■ **Aufgabe A**:
Was steht im Text zur Geschichte Nordenstadts?
(i) Wo befand sich die 1. Kompanie des 3. leichten Jägerbataillons?
(ii) Wer löste 1849 den bisherigen Schultheißen ab?
(iii) Was geschah nach dem Friedensschluss mit dem Herzogtum Nassau und Nordenstadt?
■ **Aufgabe B**:
Stimmen diese Aussagen mit dem Text zur Geschichte Nordenstadts überein? Antworten Sie jeweils mit Ja oder Nein und zitieren Sie die entscheidenden Worte des Textes.
(i) Das Militär war stark genug, um gegen die Räuberbanden vorzugehen.
(ii) Von den Bürgerwachen waren jeweils zwei Mann vor und zwei Mann nach Mitternacht auf den Straßen.
(iii) Die Preußen wurden feindselig empfangen.
■ **Aufgabe C**:
Wie könnte der Text zur Geschichte Nordenstadts nach seinem letzten Satz weitergehen? Schreiben Sie die Fortsetzung.

■ **Vorliegender Text**:
..........

Die Nachkriegszeit war die geeignete Basis für Räuberbanden, die aus Abenteurern und Deserteuren bestanden und in jener Zeit alle Straßen unsicher machten. Das Militär war zu schwach, um den Umtrieben dieses "lichtscheuen Gesindels" Herr zu werden. Deshalb wurden sogenannte "Bürgerwachen" aufgestellt. Die 1. Kompanie des 3. leichten Jägerbataillons befand sich in Nordenstadt und Wallau. Die Soldaten machten immer wieder - mit wechselndem Erfolg - Jagd auf die Banden. Von den Bürgerwachen waren jeweils zwei Mann vor Mitternacht und zwei Mann nach Mitternacht auf den Straßen.

Das Jahr 1848 brachte einen erneuten Umschwung. Die sogenannte "Märzrevolution" brach mit so manchen herzoglichen Privilegien. 1849 löste der Bürgermeister den bisherigen Schultheißen ab. An die Stelle der alten Feldmaße "Ruthe" und "Schuh" trat der "Meter" als Längenmaß. Beim Preußenkrieg im Jahre 1866 wurden im Ländchen wieder Soldaten einquartiert. Diesmal waren es die nassauischen, die sich später vor den Coburg-Gothaer, Waldeckischen und Schwarzenburg-Sonderhäuser Truppen zurück zogen. Die Preußen wurden mit großen Festlichkeiten empfangen. Nach Friedensschluss wurde das Herzogtum Nassau und somit auch Nordenstadt preußisch.

..........

■ **Zu prüfende Daten**:
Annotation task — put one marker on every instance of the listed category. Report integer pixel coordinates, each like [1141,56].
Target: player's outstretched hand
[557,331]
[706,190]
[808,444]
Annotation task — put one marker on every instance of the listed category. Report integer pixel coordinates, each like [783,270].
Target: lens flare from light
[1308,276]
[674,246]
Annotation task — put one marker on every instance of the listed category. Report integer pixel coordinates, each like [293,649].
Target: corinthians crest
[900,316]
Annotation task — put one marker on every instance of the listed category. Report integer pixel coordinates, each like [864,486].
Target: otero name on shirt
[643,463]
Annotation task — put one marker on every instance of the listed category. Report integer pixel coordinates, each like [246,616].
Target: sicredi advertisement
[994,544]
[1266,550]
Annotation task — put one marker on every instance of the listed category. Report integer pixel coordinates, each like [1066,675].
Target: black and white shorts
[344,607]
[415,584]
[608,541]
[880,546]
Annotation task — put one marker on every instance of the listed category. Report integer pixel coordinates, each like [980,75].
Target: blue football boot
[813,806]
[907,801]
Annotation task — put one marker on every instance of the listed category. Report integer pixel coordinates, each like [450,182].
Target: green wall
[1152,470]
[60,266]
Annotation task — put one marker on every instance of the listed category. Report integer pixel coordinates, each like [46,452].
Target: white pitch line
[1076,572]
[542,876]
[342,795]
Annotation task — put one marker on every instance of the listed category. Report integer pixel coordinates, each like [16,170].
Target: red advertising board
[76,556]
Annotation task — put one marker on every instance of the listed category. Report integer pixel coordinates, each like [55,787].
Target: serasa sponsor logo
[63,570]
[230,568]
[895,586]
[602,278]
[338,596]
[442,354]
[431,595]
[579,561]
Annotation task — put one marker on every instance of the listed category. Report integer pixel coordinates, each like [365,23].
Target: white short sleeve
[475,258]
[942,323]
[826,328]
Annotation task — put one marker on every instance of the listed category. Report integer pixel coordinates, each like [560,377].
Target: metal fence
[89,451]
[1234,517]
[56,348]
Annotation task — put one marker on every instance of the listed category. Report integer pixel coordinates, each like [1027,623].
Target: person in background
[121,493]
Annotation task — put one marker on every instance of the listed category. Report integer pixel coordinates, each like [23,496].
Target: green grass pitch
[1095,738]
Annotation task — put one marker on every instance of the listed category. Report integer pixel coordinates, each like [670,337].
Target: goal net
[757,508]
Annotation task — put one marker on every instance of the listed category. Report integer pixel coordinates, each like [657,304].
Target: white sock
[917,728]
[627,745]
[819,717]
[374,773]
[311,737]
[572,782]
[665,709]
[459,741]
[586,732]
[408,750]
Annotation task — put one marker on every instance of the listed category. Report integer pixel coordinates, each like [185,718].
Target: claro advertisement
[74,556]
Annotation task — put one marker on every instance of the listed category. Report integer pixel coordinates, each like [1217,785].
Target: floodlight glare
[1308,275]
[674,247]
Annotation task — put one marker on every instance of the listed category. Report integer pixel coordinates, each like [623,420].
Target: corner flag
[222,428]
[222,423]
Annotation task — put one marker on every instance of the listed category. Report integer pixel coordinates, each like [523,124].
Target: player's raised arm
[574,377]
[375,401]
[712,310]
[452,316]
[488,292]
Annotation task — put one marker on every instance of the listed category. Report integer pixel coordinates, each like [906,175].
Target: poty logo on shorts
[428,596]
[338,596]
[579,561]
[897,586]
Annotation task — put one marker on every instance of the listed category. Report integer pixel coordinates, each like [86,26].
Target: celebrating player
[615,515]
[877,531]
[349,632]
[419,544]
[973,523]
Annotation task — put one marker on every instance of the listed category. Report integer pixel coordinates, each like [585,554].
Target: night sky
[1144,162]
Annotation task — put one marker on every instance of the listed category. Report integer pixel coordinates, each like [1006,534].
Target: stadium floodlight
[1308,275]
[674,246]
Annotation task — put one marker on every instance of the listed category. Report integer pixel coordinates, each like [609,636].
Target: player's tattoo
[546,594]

..........

■ **Antwort A**:
(i) In Nordenstadt und Wallau.
(ii) Der Bürgermeister.
(iii) Sie wurden preußisch.

■ **Antwort B**:
(i) Nein: „Das Militär war zu schwach“.
(ii) Ja: „jeweils zwei Mann vor Mitternacht und zwei Mann nach Mitternacht auf den Straßen“.
(iii) Nein: „Die Preußen wurden mit großen Festlichkeiten empfangen.“

■ **Antwort C**:
Die evangelische Kirche Nordenstadt bestand nach alten Dokumenten bereits seit dem Zeitpunkt der Ersterwähnung des Ortes im Jahre 950. Somit ist ein Jubiläumsjahr der Gemeinde auch ein Jubiläum für die Nordenstadter Kirche. Während des 30-jährigen Krieges wurde die Kirche mehrmals verwüstet. Im Jahre 1718 wurde sie abgebrochen und vergrößert. Die Einweihung der neuen Kirche fand am 28. September 1721 statt. Der alte Turm war bei dem vorangegangenen Umbau stehen geblieben. Er wurde jedoch im Jahre 1728 erhöht. Im Jahre 1734 brannte er infolge eines Blitzschlages aus und wurde 1738 wiederhergestellt. Der Kirchhof wurde im Jahre 1820 erweitert. 1855 wurde ein neuer Friedhof angelegt.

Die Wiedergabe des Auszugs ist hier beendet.